WORK TASK: What is the number of lines below that contain the word "milkweed"? Give only that number.

Dataset records:
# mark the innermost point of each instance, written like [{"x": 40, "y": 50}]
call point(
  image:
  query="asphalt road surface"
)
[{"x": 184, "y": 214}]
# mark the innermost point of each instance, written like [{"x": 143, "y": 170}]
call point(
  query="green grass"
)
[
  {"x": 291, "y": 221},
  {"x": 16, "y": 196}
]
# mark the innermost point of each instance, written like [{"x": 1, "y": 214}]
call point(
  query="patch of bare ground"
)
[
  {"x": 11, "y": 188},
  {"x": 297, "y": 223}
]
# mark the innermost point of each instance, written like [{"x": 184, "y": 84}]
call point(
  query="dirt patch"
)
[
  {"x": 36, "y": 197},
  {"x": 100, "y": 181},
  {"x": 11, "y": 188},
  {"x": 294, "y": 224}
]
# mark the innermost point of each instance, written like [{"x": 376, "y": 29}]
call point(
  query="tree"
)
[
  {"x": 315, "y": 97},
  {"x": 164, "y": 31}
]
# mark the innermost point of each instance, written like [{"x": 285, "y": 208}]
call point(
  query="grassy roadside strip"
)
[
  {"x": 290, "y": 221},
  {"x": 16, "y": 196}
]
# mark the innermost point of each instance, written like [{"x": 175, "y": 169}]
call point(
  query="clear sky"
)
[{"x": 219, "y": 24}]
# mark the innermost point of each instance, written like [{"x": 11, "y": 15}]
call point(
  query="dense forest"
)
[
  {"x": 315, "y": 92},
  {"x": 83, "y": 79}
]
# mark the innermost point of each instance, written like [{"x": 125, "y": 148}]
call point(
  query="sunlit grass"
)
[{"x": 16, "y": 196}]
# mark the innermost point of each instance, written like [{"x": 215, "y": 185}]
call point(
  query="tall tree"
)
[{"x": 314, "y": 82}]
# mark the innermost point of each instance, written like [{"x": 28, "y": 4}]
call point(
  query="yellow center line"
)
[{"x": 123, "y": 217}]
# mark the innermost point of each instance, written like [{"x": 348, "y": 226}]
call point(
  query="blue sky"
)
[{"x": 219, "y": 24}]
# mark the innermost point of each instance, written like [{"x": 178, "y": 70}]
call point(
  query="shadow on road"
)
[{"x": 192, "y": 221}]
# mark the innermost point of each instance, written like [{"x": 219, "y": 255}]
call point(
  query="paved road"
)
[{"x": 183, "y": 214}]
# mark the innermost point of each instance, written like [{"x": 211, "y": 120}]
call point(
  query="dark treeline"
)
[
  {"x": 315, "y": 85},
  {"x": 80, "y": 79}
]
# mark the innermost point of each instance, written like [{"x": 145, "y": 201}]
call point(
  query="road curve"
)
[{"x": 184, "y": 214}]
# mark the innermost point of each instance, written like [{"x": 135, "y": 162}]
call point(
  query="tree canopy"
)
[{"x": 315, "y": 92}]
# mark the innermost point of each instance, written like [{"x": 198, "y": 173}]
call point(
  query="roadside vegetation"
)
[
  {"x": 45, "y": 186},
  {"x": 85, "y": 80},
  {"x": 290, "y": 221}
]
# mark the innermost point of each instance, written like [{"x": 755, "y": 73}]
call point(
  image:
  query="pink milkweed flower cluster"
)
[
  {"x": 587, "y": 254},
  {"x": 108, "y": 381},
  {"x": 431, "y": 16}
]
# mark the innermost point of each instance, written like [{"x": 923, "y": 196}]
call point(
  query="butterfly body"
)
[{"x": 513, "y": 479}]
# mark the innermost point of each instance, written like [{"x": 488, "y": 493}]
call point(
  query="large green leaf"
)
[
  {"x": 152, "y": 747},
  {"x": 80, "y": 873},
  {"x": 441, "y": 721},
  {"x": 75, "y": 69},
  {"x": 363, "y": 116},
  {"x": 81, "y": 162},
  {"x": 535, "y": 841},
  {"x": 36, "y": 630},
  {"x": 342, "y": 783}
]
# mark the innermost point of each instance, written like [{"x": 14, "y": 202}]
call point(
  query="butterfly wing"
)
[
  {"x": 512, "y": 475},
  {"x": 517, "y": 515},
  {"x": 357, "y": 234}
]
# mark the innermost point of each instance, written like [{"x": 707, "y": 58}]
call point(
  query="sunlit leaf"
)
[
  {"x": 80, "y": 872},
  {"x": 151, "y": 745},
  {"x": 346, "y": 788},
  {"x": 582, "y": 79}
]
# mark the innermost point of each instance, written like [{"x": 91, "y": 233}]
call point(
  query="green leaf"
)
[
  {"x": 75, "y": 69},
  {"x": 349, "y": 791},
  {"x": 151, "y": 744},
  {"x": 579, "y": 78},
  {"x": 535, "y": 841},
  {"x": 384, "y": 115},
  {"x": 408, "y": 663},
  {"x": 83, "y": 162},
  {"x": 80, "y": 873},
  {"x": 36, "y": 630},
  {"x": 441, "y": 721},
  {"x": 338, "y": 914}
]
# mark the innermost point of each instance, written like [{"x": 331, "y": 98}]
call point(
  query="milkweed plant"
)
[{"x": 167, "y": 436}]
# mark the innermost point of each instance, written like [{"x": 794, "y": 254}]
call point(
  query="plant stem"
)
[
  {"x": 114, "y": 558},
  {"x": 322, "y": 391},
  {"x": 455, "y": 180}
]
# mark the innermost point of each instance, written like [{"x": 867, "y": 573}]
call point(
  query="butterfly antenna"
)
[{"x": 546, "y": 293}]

REPLY TO THE EXERCISE: 2